**Compito da svolgere:**
Continua il testo sulla malmignatta a partire dalla sua ultima frase.
*** Estratto della pagina
Alla temutissima malmignatta (o argia) sono legate parecchie leggende. Tutti i ragno possiedono un veleno per catturare le prede ma l’argia e il ragno violino in Sardegna sono i più pericolosi. Il ragno violino può vivere vicino alle abitazioni, può entrare in casa e nascondersi. Più difficile vedere l’argia che raramente abbandona la ragnatela.
La Malmignatta Latrodectus tredecimguttatus, si trova nella macchia mediterranea, in pinete e rimboschimenti costieri, nei muretti a secco. Si tratta di un ragno meglio noto come la “vedova nera mediterranea”, in sardo conosciuta e temuta con il nome di “Argia” o “arza”, che significa variopinta.
L’aracnide appartiene alla famiglia Theridiidae. In Italia assieme alla Loxosceles rufescens è una delle poche specie il cui morso può creare un serio pericolo per gli esseri umani. Latrodectus tredicimguttatus, anche nella variante genetica sarda, è il parente stretto della vedova nera americana Latrodectus mactans, dal morso molto più pericoloso.
Nella tradizione era un ragno molto temuto dai contadini, in quanto era solito annidarsi sotto le pietre, tra i cespugli e gli sterpi, in ambiente di campagna. Il veleno è di tipo neuro-tossico ovvero colpisce il sistema nervoso passando attraverso il sistema linfatico, e contiene una potente tossina chiamata Latrotossina.
******
*** Dati riportati
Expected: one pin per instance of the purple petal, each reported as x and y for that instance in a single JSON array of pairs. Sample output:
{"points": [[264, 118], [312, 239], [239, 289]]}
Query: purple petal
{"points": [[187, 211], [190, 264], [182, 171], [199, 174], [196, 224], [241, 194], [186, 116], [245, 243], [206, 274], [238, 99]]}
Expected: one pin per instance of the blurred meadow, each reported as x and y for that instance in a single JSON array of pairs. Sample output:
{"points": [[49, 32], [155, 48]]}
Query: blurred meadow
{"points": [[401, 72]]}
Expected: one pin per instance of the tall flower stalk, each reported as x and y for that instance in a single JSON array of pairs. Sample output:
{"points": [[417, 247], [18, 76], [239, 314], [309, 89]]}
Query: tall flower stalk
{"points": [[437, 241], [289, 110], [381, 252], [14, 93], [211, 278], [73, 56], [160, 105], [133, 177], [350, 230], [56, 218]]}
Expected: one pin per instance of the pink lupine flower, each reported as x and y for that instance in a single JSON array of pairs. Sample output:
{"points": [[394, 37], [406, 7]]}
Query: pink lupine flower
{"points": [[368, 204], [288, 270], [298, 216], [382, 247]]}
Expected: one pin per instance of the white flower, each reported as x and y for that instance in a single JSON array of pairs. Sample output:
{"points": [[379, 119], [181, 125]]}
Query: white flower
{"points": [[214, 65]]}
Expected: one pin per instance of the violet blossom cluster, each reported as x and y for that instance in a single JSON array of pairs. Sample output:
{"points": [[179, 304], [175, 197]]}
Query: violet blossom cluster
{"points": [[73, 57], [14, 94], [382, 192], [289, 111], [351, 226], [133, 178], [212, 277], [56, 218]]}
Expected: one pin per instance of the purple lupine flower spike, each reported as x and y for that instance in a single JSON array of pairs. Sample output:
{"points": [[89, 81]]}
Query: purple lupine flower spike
******
**Spazio risposta:**
La femmina adulta è quella potenzialmente più pericolosa per l’uomo. Il morso della femmina non provoca dolore istantaneo ma i suoi effetti possono manifestarsi già nei primi 15 minuti con sudorazione, nausea, conati di vomito, febbre, cefalea, forti crampi addominali e nei casi più gravi perdita di sensi e talvolta morte, eventuali complicanze cardiache possono verificarsi a distanza di 1-3 ore dopo il morso. I casi mortali sono tuttavia veramente molto rari.
Nell’Isola, la tradizione popolare dell’Argia è ancora molto sentita. Si pensava che la persona morsa da questo ragno fosse posseduta dal demonio; per essere guarita e liberata dalla possessione era necessario eseguire una danza, “Su ballu de s’Arza” (il ballo dell’Argia), da eseguire intorno alla vittima del morso, che stava in una fossa, ricoperta di letame fino al collo. Le danzatrici erano 21 donne, divise in nubili, maritate e vedove.